EXTRACT TO READ:
- Opening Delimiter -

From f4618ffc9cfa69c7f8af6e8d1576cd64c1fd4229 Mon Sep 17 00:00:00 2001
From: =?UTF-8?q?Lo=C3=AFc=20Houpert?=
 <10154151+lhoupert@users.noreply.github.com>
Date: Thu, 4 Jun 2026 15:47:56 +0100
Subject: [PATCH 5/8] docs: fold in Operations BB demo insights
MIME-Version: 1.0
Content-Type: text/plain; charset=UTF-8
Content-Transfer-Encoding: 8bit

From the Ops BB (Versioneer/ESA) STAC SLO demo:
- The missing signal is operation-level latency (search vs item-listing
  vs collection-listing); URL-as-label is the cardinality trap they
  backed off — native route-template metrics solve it safely.
- POST /search is the latency-critical path the SLO alert targets.
- Agreed minimum bar: enable the framework's out-of-the-box metrics.
- Alerting is SLO/user-impact-centric, not CPU/memory.
- Keep enrichment correlates gateway/app/DB latency; native app-layer
  latency makes the "is it the app?" branch accurate.
- Per-collection (e.g. only VHR slow) is a real but deeper, deferred need.

- Closing Delimiter -

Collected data
- Opening Delimiter -

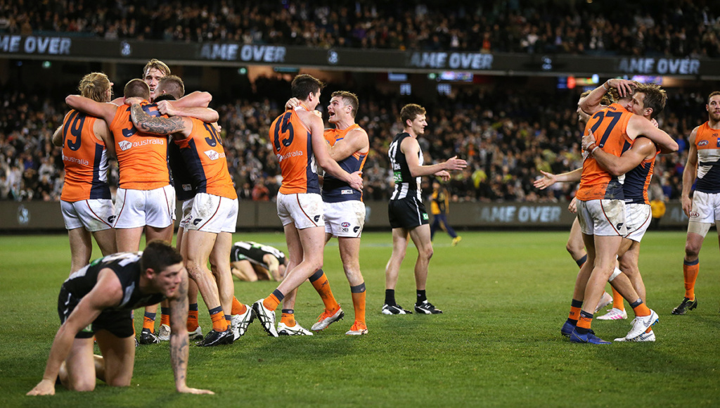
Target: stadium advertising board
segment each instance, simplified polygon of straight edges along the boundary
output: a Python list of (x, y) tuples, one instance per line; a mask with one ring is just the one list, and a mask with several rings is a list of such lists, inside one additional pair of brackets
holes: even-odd
[(144, 63), (151, 58), (197, 65), (290, 65), (333, 68), (464, 70), (495, 73), (716, 77), (720, 61), (709, 58), (628, 58), (510, 54), (460, 51), (400, 51), (310, 48), (240, 43), (108, 40), (73, 36), (0, 35), (0, 58), (63, 59)]

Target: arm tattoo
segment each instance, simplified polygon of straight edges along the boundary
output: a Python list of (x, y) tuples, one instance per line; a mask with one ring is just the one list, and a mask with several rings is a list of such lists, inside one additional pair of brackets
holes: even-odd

- Closing Delimiter -

TASK DESCRIPTION:
Quote the patch text from "From the Ops" up to and including "SLO/user-impact-centric, not CPU/memory.". The records are separate material that has nothing to do with the patch text.

ANSWER SPACE:
From the Ops BB (Versioneer/ESA) STAC SLO demo:
- The missing signal is operation-level latency (search vs item-listing
  vs collection-listing); URL-as-label is the cardinality trap they
  backed off — native route-template metrics solve it safely.
- POST /search is the latency-critical path the SLO alert targets.
- Agreed minimum bar: enable the framework's out-of-the-box metrics.
- Alerting is SLO/user-impact-centric, not CPU/memory.